**Objective 1**
Decide whether each statement agrees with the commit page: (a) the commit changes two files; (b) `CompressTraits<float>` sets `kSupportsEvenOdd` to true; (c) the added comment says `vec_aligned` should be aligned. Answer yes or no for each and quote the words that decide it.

Merge pull request #166 from samkaufman:deinterleave-vecs

PiperOrigin-RevId: 630360778
2024-05-03 05:23:31 -07:00 · 2024-05-03 05:23:31 -07:00 · 6eeef2e2d9
parent 2a71333c8a 4a6173d929
commit 6eeef2e2d9
2 changed files with 243 additions and 51 deletions
--- a/compression/compress-inl.h
+++ b/compression/compress-inl.h
@ -58,6 +58,7 @@ struct CompressTraits {};
 template <>
 struct CompressTraits<float> {
  using MatT = float;
+  static constexpr bool kSupportsEvenOdd = false;

  template <class DF, HWY_IF_F32_D(DF)>
  static HWY_INLINE void Compress(DF df, const float* HWY_RESTRICT in,
@ -111,6 +112,7 @@ struct CompressTraits<float> {
 template <>
 struct CompressTraits<hwy::bfloat16_t> {
  using MatT = hwy::bfloat16_t;
+  static constexpr bool kSupportsEvenOdd = true;

  template <class DF, HWY_IF_F32_D(DF)>
  static HWY_INLINE void Compress(DF df, const float* HWY_RESTRICT in,
@ -219,11 +221,60 @@ struct CompressTraits<hwy::bfloat16_t> {
    // bf16*bf16.
    return hn::Dot::Compute<kAssumptions>(d_vec, vec_aligned, in + in_ofs, num);
  }
+
+  // Computes the dot product of an even-odd deinterleaved, f32 `vec_aligned`
+  // and a column- major matrix `in`. `vec_aligned` should be aligned and
+  // alternate even-indexed `hn::Lanes(df32)` elements followed by odd-indexed 
+  // `hn::Lanes(df32)` elements.

Location annotation dataset, excerpts

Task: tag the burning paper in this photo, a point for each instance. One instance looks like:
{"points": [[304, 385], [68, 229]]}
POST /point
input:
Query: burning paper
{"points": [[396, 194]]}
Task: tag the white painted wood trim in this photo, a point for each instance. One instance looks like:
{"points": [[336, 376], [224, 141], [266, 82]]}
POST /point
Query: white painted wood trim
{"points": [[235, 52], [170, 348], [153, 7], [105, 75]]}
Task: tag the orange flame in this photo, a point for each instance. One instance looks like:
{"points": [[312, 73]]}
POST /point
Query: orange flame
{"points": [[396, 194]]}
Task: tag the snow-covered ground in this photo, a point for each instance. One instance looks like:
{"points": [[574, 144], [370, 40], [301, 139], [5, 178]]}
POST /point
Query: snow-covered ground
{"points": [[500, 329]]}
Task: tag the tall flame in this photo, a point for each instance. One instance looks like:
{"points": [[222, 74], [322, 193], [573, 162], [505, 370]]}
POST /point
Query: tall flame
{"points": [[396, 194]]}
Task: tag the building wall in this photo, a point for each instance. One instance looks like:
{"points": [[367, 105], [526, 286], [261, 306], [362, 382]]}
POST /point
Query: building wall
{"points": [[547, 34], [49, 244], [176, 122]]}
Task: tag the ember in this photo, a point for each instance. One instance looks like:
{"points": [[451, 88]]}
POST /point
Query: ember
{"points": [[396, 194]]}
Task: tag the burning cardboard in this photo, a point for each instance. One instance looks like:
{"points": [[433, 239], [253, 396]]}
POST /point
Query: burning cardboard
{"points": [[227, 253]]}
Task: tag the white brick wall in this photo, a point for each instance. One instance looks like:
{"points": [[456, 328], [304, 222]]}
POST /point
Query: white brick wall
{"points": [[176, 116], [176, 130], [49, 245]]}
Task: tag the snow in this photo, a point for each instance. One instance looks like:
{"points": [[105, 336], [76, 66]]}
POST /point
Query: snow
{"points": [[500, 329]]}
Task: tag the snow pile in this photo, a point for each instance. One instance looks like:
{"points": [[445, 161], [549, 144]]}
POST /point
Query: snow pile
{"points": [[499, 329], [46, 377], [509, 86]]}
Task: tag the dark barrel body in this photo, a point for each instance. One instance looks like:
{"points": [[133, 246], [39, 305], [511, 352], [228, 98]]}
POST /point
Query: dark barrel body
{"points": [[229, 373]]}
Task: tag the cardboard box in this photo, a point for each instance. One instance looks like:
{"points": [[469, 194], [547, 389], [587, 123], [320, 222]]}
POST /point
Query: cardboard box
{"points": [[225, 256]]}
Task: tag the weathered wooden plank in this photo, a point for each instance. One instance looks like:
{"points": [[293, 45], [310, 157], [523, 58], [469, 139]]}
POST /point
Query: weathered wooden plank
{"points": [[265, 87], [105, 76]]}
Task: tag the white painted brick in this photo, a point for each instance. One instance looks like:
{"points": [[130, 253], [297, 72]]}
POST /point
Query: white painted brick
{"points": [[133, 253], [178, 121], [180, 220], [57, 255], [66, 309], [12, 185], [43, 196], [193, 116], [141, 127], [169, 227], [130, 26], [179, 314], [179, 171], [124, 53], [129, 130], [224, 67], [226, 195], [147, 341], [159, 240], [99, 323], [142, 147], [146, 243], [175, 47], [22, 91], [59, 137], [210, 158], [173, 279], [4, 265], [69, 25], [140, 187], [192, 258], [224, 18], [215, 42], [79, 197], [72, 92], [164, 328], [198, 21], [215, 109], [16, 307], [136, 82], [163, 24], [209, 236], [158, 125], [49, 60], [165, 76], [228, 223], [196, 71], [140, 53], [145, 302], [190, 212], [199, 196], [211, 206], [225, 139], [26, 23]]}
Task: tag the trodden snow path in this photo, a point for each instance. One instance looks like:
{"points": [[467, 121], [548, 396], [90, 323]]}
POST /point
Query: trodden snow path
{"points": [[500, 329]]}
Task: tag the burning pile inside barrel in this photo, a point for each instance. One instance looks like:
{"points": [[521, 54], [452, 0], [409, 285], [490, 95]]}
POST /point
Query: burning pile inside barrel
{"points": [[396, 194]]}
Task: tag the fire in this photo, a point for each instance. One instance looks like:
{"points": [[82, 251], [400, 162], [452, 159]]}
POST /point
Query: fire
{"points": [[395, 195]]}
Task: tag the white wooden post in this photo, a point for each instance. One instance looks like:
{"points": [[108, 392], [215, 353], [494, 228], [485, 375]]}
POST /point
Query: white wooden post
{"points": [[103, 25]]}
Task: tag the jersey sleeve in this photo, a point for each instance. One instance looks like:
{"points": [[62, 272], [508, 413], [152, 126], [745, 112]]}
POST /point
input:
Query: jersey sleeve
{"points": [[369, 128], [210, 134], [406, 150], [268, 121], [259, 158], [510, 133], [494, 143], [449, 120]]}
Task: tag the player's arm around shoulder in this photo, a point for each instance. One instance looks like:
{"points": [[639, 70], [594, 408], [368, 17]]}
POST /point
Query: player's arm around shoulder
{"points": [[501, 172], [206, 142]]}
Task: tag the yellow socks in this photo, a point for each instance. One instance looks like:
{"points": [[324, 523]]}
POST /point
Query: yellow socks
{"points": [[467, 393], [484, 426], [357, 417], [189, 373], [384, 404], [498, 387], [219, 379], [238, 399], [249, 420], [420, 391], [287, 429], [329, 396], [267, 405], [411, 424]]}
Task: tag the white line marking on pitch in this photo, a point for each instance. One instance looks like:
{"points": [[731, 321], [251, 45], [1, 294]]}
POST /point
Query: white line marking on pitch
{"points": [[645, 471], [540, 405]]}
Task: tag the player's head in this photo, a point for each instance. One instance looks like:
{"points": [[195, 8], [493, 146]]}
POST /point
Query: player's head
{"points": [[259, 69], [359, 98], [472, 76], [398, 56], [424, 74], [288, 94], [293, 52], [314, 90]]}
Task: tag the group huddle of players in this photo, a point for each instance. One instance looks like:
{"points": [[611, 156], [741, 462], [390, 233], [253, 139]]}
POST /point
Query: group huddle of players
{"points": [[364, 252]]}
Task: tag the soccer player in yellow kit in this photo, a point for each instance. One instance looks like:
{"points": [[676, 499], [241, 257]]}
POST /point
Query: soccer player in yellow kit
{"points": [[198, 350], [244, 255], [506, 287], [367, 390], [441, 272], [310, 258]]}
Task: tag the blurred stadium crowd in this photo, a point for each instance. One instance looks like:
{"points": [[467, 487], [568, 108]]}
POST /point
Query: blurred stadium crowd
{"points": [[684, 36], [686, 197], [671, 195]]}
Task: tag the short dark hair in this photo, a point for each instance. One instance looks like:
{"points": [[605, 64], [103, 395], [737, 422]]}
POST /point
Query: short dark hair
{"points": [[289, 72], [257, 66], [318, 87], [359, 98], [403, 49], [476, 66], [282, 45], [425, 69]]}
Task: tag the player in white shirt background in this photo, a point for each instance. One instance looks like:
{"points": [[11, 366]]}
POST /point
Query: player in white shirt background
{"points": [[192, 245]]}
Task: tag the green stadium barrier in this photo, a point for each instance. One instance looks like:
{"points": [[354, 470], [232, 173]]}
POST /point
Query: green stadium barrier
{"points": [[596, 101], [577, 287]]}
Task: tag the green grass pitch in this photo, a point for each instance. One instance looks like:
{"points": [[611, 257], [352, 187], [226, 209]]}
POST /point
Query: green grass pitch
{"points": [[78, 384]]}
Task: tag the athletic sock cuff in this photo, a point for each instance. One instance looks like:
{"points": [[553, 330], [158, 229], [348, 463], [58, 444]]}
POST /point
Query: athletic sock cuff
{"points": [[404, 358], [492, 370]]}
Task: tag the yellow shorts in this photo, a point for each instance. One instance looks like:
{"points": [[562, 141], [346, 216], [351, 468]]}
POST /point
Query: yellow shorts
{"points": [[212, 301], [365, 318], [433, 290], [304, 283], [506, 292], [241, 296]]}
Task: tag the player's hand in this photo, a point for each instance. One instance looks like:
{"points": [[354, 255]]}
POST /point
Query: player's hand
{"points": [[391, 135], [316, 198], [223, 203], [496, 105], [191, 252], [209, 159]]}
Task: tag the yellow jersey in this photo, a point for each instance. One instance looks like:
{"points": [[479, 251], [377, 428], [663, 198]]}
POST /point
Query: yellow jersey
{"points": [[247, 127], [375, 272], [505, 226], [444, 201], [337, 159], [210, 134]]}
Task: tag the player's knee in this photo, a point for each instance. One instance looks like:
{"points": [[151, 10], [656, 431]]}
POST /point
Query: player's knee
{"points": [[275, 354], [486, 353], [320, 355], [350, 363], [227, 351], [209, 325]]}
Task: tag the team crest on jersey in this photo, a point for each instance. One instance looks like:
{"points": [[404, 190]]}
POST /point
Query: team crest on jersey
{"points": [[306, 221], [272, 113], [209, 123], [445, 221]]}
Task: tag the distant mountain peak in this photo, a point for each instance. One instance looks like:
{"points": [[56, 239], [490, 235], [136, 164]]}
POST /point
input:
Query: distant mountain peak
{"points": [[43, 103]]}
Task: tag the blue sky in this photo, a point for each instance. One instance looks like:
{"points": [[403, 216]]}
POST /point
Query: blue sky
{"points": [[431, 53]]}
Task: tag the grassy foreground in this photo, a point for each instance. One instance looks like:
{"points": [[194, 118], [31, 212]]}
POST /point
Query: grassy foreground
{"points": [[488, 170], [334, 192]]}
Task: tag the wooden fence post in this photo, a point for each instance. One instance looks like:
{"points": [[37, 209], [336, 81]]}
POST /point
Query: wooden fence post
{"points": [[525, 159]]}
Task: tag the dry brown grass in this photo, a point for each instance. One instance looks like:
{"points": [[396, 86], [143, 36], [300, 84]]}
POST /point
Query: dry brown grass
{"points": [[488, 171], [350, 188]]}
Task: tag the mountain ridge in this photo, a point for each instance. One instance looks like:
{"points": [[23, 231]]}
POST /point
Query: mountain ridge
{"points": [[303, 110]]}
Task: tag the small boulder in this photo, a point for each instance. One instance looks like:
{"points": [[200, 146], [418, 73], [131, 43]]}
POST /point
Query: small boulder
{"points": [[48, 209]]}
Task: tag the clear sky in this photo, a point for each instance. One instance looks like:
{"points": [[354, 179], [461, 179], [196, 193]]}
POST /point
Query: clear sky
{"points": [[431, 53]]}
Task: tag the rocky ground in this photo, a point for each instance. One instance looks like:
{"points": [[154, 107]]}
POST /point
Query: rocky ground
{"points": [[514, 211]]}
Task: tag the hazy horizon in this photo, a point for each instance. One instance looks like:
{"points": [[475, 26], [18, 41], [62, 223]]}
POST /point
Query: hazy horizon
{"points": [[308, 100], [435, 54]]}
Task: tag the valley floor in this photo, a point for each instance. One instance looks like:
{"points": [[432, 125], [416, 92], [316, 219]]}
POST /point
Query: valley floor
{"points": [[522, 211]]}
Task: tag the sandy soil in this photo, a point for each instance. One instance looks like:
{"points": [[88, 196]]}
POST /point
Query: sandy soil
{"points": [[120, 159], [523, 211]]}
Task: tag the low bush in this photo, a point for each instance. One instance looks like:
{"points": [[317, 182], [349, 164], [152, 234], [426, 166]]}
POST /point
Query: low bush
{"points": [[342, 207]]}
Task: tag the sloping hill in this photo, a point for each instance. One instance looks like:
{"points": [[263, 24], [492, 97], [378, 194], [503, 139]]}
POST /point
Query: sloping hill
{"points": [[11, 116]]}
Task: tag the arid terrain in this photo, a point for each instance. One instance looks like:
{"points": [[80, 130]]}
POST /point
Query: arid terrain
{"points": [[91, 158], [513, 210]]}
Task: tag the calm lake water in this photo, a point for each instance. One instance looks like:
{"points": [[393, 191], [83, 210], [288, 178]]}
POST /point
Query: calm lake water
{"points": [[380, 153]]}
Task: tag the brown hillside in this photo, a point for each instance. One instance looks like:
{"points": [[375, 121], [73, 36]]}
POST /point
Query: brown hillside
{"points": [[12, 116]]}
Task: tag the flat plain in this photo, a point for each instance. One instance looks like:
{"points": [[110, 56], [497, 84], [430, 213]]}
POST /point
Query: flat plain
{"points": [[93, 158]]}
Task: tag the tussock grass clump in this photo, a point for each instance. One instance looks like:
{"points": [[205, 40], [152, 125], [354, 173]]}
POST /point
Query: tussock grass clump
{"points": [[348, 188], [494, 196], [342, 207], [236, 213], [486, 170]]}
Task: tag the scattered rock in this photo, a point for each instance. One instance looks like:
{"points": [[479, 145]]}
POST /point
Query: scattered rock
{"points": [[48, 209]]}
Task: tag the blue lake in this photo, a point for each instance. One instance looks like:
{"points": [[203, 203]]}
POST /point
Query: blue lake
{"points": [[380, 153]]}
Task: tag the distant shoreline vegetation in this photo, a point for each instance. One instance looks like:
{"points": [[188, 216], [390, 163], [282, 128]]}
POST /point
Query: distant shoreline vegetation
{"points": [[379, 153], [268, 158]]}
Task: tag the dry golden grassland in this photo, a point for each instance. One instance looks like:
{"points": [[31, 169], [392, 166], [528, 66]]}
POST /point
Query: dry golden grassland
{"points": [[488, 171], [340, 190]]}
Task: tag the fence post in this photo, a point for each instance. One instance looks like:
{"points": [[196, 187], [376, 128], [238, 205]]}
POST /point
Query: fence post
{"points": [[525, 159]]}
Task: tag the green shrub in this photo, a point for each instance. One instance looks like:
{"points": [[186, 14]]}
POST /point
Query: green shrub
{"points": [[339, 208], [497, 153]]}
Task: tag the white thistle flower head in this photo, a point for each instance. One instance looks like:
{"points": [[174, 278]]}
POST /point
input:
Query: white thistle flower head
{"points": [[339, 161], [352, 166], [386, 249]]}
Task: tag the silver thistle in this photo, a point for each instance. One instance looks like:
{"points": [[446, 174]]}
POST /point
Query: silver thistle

**Objective 2**
Pull out every line of the records that contains the word "floor", matching case exactly.

**Correct result 1**
(a) Yes: "2 changed files with 243 additions and 51 deletions"
(b) No: "static constexpr bool kSupportsEvenOdd = false;"
(c) Yes: "`vec_aligned` should be aligned"

**Correct result 2**
Task: tag the valley floor in this photo, a point for each instance. One instance looks like:
Query: valley floor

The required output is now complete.